Entries supplied Start Marker

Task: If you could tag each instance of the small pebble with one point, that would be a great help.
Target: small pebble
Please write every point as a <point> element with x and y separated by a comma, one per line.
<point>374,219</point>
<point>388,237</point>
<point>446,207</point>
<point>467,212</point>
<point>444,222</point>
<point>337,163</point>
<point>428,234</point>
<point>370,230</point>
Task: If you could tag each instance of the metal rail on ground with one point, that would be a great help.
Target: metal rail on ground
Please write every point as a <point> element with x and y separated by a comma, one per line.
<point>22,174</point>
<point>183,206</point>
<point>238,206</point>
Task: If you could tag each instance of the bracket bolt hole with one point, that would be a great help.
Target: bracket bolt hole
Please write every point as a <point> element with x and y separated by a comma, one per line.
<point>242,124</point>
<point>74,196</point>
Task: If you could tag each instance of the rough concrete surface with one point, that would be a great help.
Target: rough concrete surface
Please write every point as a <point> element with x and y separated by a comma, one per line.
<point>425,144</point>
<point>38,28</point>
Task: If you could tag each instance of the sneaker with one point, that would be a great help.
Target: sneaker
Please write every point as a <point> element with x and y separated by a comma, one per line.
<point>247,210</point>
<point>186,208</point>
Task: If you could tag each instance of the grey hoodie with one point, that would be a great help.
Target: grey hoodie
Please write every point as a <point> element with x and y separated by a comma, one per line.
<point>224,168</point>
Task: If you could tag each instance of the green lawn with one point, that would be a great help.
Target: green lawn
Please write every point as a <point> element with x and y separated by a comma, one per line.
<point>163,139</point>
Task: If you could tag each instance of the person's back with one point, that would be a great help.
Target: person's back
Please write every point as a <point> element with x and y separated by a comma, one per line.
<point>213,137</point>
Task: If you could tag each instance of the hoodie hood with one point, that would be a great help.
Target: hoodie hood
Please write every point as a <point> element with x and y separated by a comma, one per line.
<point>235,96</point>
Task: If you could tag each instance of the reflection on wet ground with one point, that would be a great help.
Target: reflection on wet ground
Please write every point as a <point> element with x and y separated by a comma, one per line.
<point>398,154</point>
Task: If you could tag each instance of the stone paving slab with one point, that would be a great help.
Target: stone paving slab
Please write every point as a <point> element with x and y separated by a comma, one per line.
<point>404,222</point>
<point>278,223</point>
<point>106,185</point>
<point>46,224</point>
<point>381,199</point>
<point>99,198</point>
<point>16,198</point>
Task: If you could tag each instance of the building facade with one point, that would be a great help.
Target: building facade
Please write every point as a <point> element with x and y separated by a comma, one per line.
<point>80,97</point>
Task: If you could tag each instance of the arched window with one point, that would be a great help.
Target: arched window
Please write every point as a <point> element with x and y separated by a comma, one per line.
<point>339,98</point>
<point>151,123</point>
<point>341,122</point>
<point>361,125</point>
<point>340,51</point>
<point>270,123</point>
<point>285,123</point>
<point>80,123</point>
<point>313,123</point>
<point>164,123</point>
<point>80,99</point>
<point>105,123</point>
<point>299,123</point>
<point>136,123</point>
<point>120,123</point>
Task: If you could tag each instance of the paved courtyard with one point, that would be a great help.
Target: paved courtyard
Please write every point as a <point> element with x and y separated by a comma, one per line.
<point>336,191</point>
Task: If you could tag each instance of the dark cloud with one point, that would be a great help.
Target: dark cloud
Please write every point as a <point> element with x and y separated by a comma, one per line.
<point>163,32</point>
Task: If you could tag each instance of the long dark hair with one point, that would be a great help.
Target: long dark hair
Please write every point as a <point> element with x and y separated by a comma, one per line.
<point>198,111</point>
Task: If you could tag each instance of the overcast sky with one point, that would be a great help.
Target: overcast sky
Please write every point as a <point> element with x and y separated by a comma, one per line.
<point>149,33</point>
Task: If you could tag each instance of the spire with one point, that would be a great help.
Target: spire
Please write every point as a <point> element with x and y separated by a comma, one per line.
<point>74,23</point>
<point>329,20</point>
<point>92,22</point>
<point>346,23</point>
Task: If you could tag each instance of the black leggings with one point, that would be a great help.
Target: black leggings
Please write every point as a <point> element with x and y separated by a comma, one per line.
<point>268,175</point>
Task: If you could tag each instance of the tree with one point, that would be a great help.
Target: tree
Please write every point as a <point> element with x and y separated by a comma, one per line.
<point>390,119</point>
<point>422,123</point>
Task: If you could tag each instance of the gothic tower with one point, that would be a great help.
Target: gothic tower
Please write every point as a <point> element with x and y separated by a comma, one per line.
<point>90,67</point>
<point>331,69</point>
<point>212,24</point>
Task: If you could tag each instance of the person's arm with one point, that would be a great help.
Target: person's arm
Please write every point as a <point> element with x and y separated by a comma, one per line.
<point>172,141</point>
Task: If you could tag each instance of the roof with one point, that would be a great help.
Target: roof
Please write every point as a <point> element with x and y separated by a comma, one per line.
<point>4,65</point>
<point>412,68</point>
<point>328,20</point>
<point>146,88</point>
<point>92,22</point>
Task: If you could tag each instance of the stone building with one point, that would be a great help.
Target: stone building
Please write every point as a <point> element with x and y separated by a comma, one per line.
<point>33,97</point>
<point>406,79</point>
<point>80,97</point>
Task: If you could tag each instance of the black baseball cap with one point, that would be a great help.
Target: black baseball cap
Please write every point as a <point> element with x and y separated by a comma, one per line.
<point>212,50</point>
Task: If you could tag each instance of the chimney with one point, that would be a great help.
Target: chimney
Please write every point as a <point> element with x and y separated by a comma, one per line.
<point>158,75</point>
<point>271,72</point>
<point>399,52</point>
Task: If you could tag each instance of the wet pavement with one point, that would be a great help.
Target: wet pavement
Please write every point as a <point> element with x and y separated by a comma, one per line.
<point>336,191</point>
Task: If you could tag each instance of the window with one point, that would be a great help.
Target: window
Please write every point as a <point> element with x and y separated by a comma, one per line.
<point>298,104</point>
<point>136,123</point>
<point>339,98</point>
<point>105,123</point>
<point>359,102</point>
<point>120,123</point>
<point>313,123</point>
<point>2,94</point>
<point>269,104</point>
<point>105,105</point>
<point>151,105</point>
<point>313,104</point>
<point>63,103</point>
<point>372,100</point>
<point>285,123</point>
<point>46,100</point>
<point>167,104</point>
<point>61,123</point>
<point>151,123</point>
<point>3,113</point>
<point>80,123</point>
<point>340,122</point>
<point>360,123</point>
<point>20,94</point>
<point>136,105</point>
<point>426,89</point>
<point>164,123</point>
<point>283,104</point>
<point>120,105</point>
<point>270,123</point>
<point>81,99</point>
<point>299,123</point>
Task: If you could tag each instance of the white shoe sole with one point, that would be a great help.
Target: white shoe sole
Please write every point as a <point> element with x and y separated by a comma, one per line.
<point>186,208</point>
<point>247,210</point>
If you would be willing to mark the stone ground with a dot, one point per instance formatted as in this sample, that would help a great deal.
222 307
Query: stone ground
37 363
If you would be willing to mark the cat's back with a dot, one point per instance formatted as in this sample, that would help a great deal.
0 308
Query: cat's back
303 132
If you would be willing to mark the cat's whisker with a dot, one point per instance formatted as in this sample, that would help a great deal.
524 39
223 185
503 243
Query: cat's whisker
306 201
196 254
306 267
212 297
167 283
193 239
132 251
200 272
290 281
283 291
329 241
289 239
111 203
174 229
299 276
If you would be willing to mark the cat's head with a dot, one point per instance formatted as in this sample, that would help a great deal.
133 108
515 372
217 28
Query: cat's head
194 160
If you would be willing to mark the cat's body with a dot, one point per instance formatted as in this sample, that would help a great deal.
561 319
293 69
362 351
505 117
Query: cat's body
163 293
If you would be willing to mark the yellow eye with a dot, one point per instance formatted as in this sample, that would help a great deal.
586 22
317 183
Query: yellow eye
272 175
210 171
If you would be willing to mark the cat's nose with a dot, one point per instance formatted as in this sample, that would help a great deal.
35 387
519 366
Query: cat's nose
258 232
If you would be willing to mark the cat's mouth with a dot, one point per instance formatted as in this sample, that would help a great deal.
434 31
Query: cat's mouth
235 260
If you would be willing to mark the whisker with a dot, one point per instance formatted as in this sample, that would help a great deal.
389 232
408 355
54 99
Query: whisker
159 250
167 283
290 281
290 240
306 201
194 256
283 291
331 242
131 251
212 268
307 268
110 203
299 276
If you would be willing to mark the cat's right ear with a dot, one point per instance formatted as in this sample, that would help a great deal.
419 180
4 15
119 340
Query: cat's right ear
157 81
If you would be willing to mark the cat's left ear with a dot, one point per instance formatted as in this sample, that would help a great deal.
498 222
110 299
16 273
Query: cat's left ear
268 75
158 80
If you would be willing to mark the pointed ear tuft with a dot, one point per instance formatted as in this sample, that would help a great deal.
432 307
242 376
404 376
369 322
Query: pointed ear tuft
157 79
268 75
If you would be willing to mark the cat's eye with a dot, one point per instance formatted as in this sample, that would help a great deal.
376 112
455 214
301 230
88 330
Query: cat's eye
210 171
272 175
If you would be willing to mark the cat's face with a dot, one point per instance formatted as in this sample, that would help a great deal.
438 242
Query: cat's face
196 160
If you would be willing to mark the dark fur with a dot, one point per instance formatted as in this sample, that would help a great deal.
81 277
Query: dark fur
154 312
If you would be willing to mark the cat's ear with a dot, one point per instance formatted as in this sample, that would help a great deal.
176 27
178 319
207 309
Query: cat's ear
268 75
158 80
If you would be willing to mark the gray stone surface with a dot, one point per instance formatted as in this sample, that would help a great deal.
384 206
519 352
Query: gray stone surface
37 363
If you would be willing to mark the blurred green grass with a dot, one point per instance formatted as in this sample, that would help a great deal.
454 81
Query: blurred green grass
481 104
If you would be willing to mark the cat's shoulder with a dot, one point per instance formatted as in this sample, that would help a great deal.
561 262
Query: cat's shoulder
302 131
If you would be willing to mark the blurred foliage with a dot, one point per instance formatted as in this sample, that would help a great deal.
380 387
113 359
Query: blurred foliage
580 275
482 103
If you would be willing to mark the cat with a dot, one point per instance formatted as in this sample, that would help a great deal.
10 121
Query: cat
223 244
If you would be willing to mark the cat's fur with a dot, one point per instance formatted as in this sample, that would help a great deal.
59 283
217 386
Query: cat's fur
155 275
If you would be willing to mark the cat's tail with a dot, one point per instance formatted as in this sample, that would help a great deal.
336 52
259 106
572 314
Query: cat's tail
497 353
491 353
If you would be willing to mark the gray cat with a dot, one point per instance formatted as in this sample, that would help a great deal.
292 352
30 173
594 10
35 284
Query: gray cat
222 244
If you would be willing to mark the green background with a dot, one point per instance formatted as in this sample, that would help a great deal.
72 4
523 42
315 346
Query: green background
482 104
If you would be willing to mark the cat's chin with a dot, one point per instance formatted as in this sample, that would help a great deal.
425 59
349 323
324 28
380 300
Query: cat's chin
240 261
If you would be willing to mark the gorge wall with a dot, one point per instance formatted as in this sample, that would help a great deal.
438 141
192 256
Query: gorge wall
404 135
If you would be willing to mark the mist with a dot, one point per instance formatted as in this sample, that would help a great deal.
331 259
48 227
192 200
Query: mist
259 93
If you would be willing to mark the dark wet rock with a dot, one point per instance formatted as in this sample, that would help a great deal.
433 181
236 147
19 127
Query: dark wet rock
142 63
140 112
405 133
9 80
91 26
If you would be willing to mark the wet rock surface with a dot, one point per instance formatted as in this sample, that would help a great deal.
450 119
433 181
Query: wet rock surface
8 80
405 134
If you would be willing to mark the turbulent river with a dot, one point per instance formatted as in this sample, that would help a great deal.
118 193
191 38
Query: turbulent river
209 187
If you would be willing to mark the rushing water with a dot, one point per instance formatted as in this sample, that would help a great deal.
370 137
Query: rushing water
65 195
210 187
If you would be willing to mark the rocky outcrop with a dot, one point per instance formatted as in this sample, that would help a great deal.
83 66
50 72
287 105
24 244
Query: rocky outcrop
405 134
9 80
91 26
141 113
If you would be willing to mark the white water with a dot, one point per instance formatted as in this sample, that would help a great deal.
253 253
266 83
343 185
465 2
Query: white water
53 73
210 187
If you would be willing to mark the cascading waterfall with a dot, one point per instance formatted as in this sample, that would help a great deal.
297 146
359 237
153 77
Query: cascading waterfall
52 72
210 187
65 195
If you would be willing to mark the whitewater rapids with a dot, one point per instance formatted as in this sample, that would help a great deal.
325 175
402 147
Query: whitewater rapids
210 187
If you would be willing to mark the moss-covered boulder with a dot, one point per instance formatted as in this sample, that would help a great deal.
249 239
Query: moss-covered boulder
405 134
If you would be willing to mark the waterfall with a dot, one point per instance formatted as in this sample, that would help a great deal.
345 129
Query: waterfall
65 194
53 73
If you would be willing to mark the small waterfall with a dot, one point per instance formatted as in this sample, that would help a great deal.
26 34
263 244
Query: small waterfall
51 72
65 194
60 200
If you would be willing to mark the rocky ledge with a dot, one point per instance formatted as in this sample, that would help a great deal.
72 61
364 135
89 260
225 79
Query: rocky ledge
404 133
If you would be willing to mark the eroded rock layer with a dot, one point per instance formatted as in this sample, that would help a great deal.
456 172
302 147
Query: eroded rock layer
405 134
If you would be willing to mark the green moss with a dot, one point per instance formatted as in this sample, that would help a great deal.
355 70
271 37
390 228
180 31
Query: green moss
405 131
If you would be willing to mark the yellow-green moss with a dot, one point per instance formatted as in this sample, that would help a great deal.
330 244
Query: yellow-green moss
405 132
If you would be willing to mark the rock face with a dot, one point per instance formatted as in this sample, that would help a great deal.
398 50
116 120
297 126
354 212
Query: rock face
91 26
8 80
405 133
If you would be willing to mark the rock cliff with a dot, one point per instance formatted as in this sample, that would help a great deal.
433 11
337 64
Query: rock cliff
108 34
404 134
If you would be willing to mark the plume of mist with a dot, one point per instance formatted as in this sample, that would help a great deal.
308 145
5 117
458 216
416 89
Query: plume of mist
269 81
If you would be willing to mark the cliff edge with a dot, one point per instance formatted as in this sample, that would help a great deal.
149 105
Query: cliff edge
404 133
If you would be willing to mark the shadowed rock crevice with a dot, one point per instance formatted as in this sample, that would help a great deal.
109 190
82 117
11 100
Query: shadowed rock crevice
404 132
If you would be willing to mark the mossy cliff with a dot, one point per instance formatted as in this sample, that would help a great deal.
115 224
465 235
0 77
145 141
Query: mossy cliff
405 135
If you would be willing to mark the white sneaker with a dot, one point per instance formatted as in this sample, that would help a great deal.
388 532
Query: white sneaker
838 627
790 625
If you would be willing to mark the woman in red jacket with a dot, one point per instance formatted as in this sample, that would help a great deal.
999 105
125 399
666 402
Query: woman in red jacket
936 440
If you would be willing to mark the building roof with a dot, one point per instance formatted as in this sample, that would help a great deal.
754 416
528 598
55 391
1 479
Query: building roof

Entries supplied End Marker

- _Problem statement_: Among the lines of the material, some contain the string "building". State how many, and nothing more.

- _Exercise answer_: 6